- **Source material**
— Start —

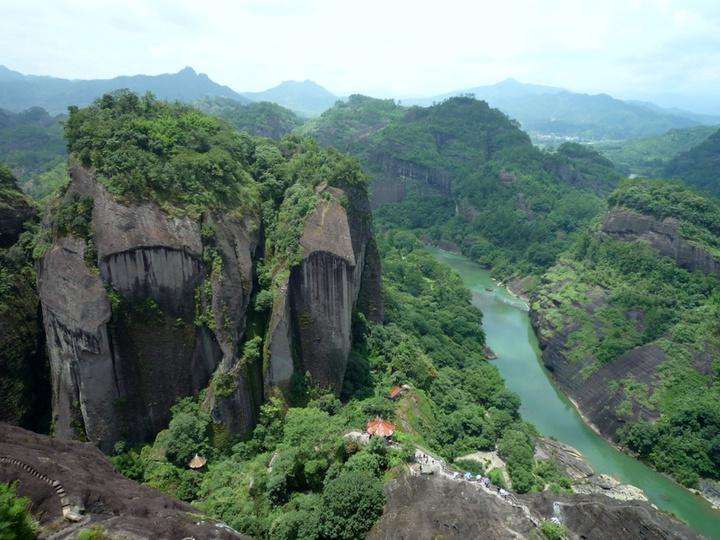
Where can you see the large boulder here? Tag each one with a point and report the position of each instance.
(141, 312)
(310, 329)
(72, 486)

— End —
— Start —

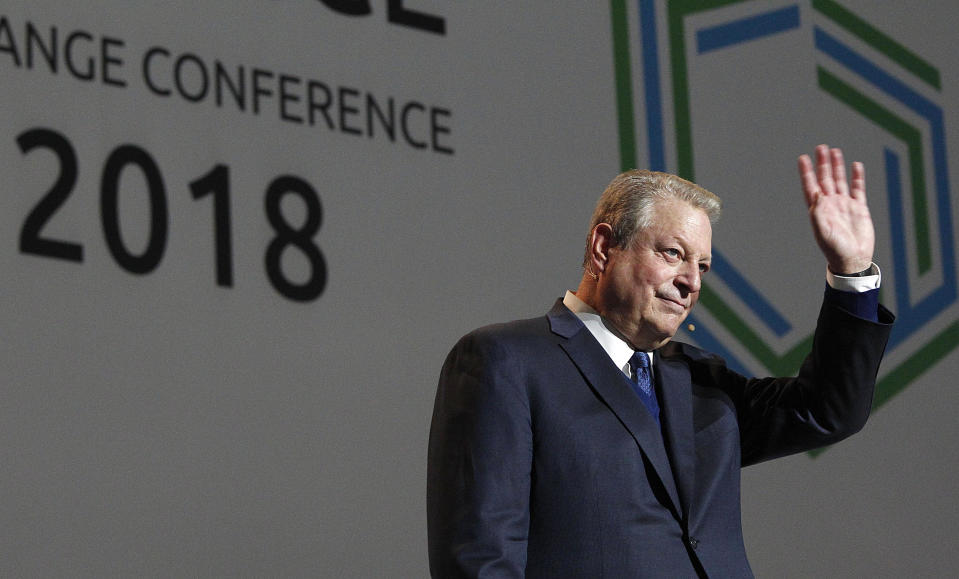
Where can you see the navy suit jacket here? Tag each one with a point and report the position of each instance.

— End —
— Start —

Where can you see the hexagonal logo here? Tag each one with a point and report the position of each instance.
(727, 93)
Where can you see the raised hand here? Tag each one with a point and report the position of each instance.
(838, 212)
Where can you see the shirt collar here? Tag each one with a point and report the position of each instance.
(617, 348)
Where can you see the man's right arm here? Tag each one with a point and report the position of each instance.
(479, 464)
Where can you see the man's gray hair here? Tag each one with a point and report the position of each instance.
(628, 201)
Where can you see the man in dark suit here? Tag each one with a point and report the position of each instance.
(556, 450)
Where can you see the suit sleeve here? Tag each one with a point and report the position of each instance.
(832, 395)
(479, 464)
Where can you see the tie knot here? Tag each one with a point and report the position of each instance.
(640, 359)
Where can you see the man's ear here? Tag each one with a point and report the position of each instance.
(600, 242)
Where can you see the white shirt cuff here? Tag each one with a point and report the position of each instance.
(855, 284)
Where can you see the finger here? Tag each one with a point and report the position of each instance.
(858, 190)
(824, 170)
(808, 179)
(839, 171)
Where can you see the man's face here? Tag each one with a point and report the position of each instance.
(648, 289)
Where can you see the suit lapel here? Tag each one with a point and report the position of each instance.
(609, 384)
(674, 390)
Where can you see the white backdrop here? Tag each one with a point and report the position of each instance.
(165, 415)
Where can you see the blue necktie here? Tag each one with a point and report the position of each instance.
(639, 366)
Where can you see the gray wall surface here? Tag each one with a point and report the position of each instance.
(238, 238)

— End —

- **Written exercise**
Which lines in the material above contain the word "shirt"? Return each of them in full.

- **Output for this exercise**
Where can you see the shirt collar here? Tag each one with a point and report the position of each instance.
Where can you see the white shirt cuff here? Tag each one with a point and report the position of each instance.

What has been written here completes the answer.